* **Aim**: Copy out the stretch of the Form 8-K cover page from "7200 Corporate Center" through "(17 CFR 14a-12)" word for word.

* **Selected excerpt**:
CONTINUCARE CORPORATION
 

 
 
UNITED STATES
SECURITIES AND EXCHANGE COMMISSION
Washington, DC 20549
 
FORM 8-K
CURRENT REPORT
PURSUANT TO SECTION 13 OR 15(d) OF THE
SECURITIES EXCHANGE ACT OF 1934
Date of Report (Date of earliest event reported) September 12, 2006
Continucare Corporation
(Exact name of registrant as specified in its Charter)
     
Florida
(State of other jurisdiction or
incorporation or organization)
  1-12115
(Commission File Number)
     
7200 Corporate Center Drive, Suite 600
Miami, Florida

(Address of principal executive offices)
  33126
(Zip Code)
59-2716023
(IRS Employer Identification No.)
(305) 500-2000
(Registrant’s telephone number, including area code)
Check the appropriate box if the Form 8-K filing is intended to simultaneously satisfy the filing obligation of the registrant under any of the following provisions:
o Written communications pursuant to Rule 425 under the Securities Act (17 CFR 230.425)
o Soliciting material pursuant to Rule 14a-12 under the Exchange Act (17 CFR 14a-12)
o Pre-commencement communications pursuant to Rule 14d-2(b) under the Exchange Act (17 CFR 14d-2(b))
o Pre-commencement communications pursuant to Rule 13e-4(c) under the Exchange Act (17 CFR 13e-4(c))

* **Dataset entries**:
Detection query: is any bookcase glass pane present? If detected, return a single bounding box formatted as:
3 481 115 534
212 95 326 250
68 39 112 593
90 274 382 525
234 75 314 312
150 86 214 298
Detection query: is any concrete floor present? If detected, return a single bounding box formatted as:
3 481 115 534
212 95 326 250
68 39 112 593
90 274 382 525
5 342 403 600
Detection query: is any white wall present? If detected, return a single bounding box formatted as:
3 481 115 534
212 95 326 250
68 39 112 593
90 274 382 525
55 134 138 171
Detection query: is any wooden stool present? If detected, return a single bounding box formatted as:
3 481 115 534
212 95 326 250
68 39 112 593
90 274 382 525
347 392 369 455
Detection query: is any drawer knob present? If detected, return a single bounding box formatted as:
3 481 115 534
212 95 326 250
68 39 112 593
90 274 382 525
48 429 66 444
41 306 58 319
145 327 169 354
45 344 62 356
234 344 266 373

* * *

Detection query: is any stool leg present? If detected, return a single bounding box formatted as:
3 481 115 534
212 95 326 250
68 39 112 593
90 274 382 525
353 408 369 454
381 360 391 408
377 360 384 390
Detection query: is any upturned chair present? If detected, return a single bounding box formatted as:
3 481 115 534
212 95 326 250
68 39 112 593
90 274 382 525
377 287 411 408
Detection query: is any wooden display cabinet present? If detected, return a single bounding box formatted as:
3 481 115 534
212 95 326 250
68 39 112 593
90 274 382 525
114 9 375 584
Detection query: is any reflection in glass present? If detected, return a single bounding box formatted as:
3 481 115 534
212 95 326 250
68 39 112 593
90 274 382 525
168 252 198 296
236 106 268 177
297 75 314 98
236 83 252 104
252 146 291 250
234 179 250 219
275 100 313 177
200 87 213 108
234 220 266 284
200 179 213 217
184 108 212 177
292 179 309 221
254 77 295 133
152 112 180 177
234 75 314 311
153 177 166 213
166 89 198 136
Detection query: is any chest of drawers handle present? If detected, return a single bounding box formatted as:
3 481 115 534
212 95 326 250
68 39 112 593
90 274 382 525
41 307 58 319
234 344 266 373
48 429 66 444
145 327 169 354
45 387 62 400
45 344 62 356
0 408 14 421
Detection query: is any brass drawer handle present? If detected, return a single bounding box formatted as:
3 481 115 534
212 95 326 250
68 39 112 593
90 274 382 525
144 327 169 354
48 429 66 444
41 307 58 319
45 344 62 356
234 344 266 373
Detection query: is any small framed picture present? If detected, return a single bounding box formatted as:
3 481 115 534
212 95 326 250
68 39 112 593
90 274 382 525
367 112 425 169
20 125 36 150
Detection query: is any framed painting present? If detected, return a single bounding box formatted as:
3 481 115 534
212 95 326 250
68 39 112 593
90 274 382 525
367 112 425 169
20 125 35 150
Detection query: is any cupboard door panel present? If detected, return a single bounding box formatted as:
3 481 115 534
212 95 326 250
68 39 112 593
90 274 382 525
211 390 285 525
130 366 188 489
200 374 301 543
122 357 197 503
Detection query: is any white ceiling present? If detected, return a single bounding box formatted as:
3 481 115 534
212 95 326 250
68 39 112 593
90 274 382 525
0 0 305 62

* **Task response**:
7200 Corporate Center Drive, Suite 600
Miami, Florida

(Address of principal executive offices)
  33126
(Zip Code)
59-2716023
(IRS Employer Identification No.)
(305) 500-2000
(Registrant’s telephone number, including area code)
Check the appropriate box if the Form 8-K filing is intended to simultaneously satisfy the filing obligation of the registrant under any of the following provisions:
o Written communications pursuant to Rule 425 under the Securities Act (17 CFR 230.425)
o Soliciting material pursuant to Rule 14a-12 under the Exchange Act (17 CFR 14a-12)